— REQUIRED ACTIONS —
A – Transcribe everything in the patch-set reply from "On 2014-01-23 18:48, Vyacheslav" down to "segments < min_clean_segments)".
B – Rewrite the records in full, renaming "sloped roof" to "flat roof" and leaving everything else as it is.
### EXCERPT PROVIDED
Re: [PATCH v2 0/5] nilfs-utils: skip inefficient gc operations

Andreas Rohner <andreas.rohner@xxxxxxx> · Thu, 23 Jan 2014 19:12:46 +0100

On 2014-01-23 18:48, Vyacheslav Dubeyko wrote:
> 
> On Jan 21, 2014, at 4:59 PM, Andreas Rohner wrote:
> 
>> Hi,
>>
>> This is the second version of this patch set. It replaces the kind of 
>> hacky use of v_flags with a proper implementation of 
>> NILFS_IOCTL_SET_SUINFO ioctl.
>>
>> v1->v2
>> * Implementation of NILFS_IOCTL_SET_SUINFO
>> * Added mc_min_free_blocks_threshold config option
>>  (if clean segments < min_clean_segments)
>> * Added new command line param for nilfs-clean
>> * Update man- and config-files
>> * Simpler benchmark
> 
> If you are talking about something then it should be in patchset.
> Otherwise, why do you mention about it?
######
### THE INPUT
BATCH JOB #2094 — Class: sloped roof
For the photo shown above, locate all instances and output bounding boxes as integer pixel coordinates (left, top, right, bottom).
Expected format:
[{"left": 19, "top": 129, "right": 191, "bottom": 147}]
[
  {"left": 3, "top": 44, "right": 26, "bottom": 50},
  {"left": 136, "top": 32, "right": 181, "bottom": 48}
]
######
— OUTPUTS FOR THE TASKS —
A –
On 2014-01-23 18:48, Vyacheslav Dubeyko wrote:
> 
> On Jan 21, 2014, at 4:59 PM, Andreas Rohner wrote:
> 
>> Hi,
>>
>> This is the second version of this patch set. It replaces the kind of 
>> hacky use of v_flags with a proper implementation of 
>> NILFS_IOCTL_SET_SUINFO ioctl.
>>
>> v1->v2
>> * Implementation of NILFS_IOCTL_SET_SUINFO
>> * Added mc_min_free_blocks_threshold config option
>>  (if clean segments < min_clean_segments)

B –
BATCH JOB #2094 — Class: flat roof
For the photo shown above, locate all instances and output bounding boxes as integer pixel coordinates (left, top, right, bottom).
Expected format:
[{"left": 19, "top": 129, "right": 191, "bottom": 147}]
[
  {"left": 3, "top": 44, "right": 26, "bottom": 50},
  {"left": 136, "top": 32, "right": 181, "bottom": 48}
]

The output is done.